----- Document text

Ch. 1
Ch. 2
Ch. 3

# Lesson 13: Exploring Problem Solving - Games Theme (Alternate Lesson 3)

## Overview

Question of the Day: How can we apply the problem solving process to many different kinds of problems?

In this lesson students apply the problem solving process to three different problems in order to better understand the value of each step. They will solve a maze, organizing a team to race as fast as possible, and design a game. The problems grow increasingly complex and poorly defined to highlight how the problem solving process is particularly helpful when tackling these types of problems. The lesson concludes with students reflecting on their experience with the problem solving process. They will justify the inclusion of each step and will brainstorm questions or strategies that can help them better define open-ended problems, as this is often the most critical step.

This lesson will likely take two class periods or more to complete. The first two problems may fit into a single class period but the third will need to be moved to a second day.

## Purpose

This lesson provides students with more practice with the problem solving process in a variety of contexts. It highlights the fact that the problem solving process is particularly helpful when approaching poorly defined problems. The final brainstorm of the lesson provides students with some strategies and questions they can ask to better define problems for themselves, since this is often the most critical step. The problems seen in this lesson also help to drive a discussion in the following lesson about the types of problems that computers are well-suited to solve.

## Assessment Opportunities

1. Apply the problem solving process to approach a variety of problems

On page 5 of the Activity Guide, check the chart to make sure that students are putting in reasonable steps for each of the problems.

2. Assess how well-defined a problem is and use strategies to define the problem more precisely

For the last question on page 5 of the Activity Guide, make sure that students have at least one question or strategy that would be an effective way to better define a problem.

----------
----- Extracted data

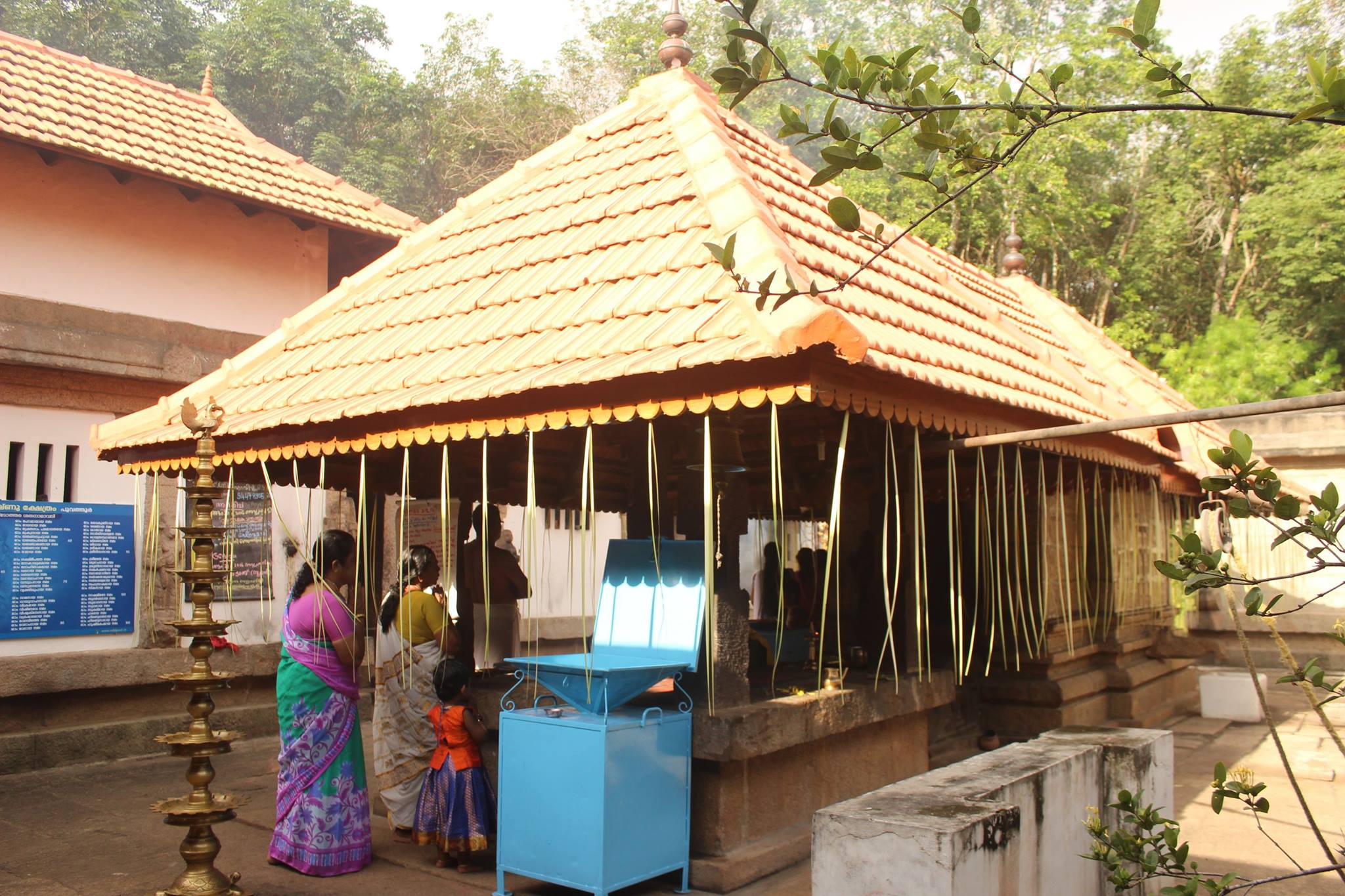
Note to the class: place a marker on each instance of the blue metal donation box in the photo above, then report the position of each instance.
(594, 794)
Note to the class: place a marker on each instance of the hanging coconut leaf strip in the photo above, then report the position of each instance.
(956, 605)
(712, 602)
(776, 527)
(891, 572)
(831, 540)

----------

(Directives)
- A) Reproduce the stretch of the lesson plan from "1. Apply the" through "define a problem.".
- B) Answer these questions using the lesson plan:
(i) How many problems do students apply the problem solving process to?
(ii) How many class periods will the lesson likely take to complete?
(iii) On which page of the Activity Guide is the chart that teachers check?
- C) Go on with the lesson plan on the problem solving process from the point where it stops.
The items stand apart from the lesson plan as separate material.

(Results for each task)
- A)
1. Apply the problem solving process to approach a variety of problems

On page 5 of the Activity Guide, check the chart to make sure that students are putting in reasonable steps for each of the problems.

2. Assess how well-defined a problem is and use strategies to define the problem more precisely

For the last question on page 5 of the Activity Guide, make sure that students have at least one question or strategy that would be an effective way to better define a problem.

- B)
(i) Three.
(ii) Two class periods or more.
(iii) Page 5.

- C)
## Objectives

### Students will be able to:

• Apply the problem solving process to approach a variety of problems
• Assess how well-defined a problem is and use strategies to define the problem more precisely

## Preparation

• Print the activity guide for each student
• Scratch paper for the Partner Race Relay problem
• Poster to record strategies for defining problems in wrap up discussion

Heads Up! Please make a copy of any documents you plan to share with students.

Forum

# Teaching Guide

## Lesson Modifications

Attention, teachers! If you are teaching virtually or in a socially-distanced classroom, please read the full lesson plan below, then click here to access the modifications.

## Warm Up (5 min)

Journal Prompt: Think of the silliest problem the problem solving process could help with. Be prepared to say how each step of the process could apply.

Discussion Goal

This discussion serves as a review of the problem solving process and highlights how many different types of problems there could be. Encourage students to be creative and have some fun with the different "problems" they might solve.

Allow students to share out individually.

Remarks

With such a wide variety of problems and strategies, it's important to be able to think about how best to use the problem solving process. Today we're going to look at some different types of problems, talk about what makes them different, and reflect on how the problem solving process helped us solve them.

Question of the Day: How can we apply the problem solving process to many different kinds of problems?

## Activity (75 min)

Group: For all three activities students should be working together in groups, even if they record their results individually. Groups of 2-4 will likely work best.

Distribute: Hand out the activity guide, one copy for each student. For now they can be face down so that the maze isn't visible.

### Solving Problems

Teaching Tip

Integrating the Problem Solving Process: This word search can actually take several minutes, especially if students are approaching without some kind of strategy. Remind them that one step is to Prepare before they just jump in and start hunting.

Make It a Race: Making this problem a race is a good way to drive motivation and also ensure that groups don't share the locations of words once they've found them.

Key: A key showing possible solutions can be found online following the link provided above.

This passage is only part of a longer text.